__AIM__. Return verbatim the lines of the data below, from the line containing "of the staircase" up to and including the line containing "point(106, 333)".

__RAW RECORDS__.
━━━━

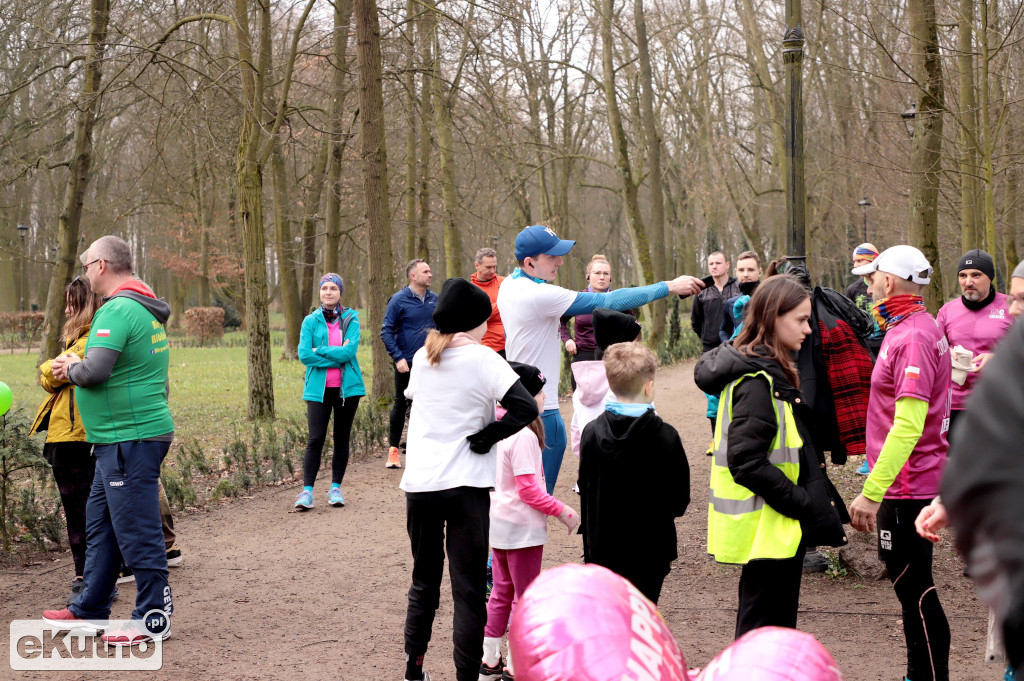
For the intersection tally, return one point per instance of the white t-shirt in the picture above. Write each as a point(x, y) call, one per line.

━━━━

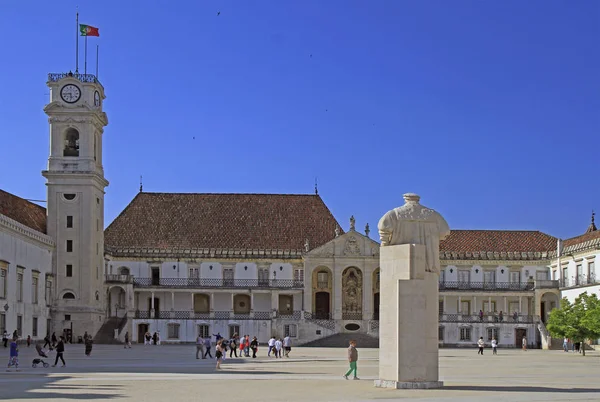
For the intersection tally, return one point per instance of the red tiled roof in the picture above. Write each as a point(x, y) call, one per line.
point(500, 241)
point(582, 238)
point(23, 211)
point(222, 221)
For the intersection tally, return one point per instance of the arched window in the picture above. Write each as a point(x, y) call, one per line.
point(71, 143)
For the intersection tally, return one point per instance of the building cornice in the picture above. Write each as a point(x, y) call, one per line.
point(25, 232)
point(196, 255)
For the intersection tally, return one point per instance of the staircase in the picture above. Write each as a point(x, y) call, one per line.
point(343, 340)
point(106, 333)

━━━━

__FINISHED ANSWER__.
For the intersection tally, return one point per instance of the staircase in the picture above. Write each as a point(x, y) call, one per line.
point(343, 340)
point(106, 333)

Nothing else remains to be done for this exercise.